WORK ORDER: Copy verbatim the block of lines in the entries below whose first line contains "Target: grass patch" and whose last line contains "x=88, y=112". Leave out all other lines.

MATERIAL FOR THIS TASK:
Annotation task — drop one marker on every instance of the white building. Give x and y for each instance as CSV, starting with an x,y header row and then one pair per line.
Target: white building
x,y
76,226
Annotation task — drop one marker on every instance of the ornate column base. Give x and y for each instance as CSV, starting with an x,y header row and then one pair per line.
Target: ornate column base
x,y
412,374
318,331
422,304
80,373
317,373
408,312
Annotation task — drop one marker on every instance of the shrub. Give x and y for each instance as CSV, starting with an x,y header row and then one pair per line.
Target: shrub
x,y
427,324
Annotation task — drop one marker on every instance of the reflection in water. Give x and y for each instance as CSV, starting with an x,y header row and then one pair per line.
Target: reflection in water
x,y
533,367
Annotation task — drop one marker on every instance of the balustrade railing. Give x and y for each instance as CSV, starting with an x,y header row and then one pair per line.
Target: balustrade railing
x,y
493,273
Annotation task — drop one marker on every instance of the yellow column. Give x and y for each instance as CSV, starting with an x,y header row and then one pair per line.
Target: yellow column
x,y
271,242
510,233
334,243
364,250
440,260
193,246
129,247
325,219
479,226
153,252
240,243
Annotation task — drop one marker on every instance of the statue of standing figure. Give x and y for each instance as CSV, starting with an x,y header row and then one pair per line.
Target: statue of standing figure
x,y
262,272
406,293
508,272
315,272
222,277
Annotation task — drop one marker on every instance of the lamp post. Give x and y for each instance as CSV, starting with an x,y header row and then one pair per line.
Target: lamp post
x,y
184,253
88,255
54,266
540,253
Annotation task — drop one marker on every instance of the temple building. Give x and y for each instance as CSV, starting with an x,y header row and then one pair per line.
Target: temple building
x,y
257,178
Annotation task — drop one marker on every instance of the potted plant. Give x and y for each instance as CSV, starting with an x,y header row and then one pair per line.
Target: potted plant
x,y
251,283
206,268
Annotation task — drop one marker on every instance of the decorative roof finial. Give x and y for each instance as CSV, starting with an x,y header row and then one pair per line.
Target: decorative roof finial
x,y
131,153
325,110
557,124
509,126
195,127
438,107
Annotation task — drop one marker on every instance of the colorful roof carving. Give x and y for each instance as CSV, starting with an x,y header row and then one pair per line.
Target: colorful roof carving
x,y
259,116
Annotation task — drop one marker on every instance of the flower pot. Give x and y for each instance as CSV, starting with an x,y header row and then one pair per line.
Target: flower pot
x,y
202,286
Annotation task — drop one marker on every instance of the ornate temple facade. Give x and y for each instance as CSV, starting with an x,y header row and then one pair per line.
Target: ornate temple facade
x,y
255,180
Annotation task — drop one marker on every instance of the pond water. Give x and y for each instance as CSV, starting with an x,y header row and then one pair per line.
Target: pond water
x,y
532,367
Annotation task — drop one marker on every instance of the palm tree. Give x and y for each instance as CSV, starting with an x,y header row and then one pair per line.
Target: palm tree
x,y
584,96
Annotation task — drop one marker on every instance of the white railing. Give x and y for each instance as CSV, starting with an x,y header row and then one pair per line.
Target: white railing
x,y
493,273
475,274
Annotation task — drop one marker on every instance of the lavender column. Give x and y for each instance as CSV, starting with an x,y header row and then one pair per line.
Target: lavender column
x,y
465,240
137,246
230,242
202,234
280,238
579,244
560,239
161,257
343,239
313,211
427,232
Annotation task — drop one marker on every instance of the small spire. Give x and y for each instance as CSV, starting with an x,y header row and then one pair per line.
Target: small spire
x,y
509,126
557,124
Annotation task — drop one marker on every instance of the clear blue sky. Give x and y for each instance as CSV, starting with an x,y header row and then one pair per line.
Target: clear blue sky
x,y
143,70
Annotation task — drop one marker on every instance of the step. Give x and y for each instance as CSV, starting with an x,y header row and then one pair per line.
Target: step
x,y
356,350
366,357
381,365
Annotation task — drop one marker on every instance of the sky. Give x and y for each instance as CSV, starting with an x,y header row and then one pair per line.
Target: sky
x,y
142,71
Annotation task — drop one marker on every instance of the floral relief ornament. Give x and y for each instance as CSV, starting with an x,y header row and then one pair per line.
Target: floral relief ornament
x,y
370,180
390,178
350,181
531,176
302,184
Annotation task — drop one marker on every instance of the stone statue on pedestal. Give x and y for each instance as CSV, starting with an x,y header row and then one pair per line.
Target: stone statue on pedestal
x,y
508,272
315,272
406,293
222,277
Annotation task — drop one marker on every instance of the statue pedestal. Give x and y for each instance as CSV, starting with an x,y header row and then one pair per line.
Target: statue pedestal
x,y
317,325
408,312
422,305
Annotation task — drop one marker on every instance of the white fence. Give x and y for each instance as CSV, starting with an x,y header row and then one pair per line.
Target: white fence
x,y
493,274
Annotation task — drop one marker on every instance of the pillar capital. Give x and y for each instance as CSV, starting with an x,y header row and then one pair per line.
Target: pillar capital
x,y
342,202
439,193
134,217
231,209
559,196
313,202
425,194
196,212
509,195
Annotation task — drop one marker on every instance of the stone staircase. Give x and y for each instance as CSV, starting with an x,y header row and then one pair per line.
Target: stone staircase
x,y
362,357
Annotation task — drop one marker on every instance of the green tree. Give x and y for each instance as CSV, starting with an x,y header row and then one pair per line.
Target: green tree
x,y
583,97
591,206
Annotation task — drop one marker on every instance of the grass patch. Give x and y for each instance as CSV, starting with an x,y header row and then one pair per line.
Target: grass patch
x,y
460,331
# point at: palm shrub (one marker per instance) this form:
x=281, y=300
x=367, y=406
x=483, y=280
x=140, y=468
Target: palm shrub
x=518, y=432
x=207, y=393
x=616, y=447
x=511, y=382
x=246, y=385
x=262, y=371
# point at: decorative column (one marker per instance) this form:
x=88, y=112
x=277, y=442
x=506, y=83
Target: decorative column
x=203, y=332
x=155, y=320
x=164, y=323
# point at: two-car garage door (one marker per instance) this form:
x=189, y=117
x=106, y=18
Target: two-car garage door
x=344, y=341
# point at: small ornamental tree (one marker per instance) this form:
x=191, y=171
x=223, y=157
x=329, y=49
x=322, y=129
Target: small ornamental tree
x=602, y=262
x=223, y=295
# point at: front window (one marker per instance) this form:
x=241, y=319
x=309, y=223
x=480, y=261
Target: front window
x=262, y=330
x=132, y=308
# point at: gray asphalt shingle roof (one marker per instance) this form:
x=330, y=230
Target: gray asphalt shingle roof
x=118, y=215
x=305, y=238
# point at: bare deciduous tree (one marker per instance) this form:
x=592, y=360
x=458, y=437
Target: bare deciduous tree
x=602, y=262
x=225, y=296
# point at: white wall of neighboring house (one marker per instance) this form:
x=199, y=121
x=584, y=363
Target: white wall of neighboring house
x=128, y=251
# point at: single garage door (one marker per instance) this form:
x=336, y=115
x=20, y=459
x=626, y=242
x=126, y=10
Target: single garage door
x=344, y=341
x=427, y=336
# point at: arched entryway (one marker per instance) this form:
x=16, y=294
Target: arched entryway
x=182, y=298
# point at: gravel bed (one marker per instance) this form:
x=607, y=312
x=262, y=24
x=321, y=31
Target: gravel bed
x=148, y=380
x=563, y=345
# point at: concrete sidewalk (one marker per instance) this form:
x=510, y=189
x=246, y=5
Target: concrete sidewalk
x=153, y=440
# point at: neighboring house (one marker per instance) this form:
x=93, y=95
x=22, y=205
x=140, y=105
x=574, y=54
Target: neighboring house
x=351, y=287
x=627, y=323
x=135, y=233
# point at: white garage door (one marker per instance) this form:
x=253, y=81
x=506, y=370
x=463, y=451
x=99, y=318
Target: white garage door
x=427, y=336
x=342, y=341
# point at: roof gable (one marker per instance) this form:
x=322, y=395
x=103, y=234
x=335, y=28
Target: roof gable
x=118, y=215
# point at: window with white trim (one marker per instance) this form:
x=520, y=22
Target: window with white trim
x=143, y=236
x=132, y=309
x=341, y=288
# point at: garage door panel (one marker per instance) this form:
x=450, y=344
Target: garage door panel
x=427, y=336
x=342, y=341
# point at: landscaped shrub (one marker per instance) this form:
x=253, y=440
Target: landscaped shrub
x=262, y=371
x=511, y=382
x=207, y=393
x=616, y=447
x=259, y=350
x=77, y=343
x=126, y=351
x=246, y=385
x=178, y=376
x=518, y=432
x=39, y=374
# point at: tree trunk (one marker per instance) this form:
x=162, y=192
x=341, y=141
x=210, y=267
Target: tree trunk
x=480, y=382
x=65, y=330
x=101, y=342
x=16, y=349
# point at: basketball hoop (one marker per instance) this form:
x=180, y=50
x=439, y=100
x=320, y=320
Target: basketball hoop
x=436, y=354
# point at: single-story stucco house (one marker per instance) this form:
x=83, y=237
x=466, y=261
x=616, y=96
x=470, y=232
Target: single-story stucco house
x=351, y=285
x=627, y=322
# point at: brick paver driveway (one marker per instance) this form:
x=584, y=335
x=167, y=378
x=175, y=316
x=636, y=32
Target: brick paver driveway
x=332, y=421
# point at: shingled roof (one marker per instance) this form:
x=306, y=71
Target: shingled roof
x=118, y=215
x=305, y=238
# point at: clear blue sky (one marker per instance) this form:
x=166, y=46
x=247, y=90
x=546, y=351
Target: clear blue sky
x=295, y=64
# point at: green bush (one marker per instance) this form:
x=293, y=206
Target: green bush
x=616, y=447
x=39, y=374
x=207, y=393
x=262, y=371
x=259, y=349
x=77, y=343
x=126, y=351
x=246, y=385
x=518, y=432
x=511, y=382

OUTPUT:
Target: grass patch
x,y
460,331
# point at: palm shrub (one marker per instance) this form:
x=281, y=300
x=367, y=406
x=483, y=280
x=140, y=468
Target: palm shrub
x=518, y=432
x=207, y=393
x=616, y=447
x=511, y=382
x=246, y=385
x=262, y=371
# point at: decorative column (one marker per instance) this form:
x=88, y=112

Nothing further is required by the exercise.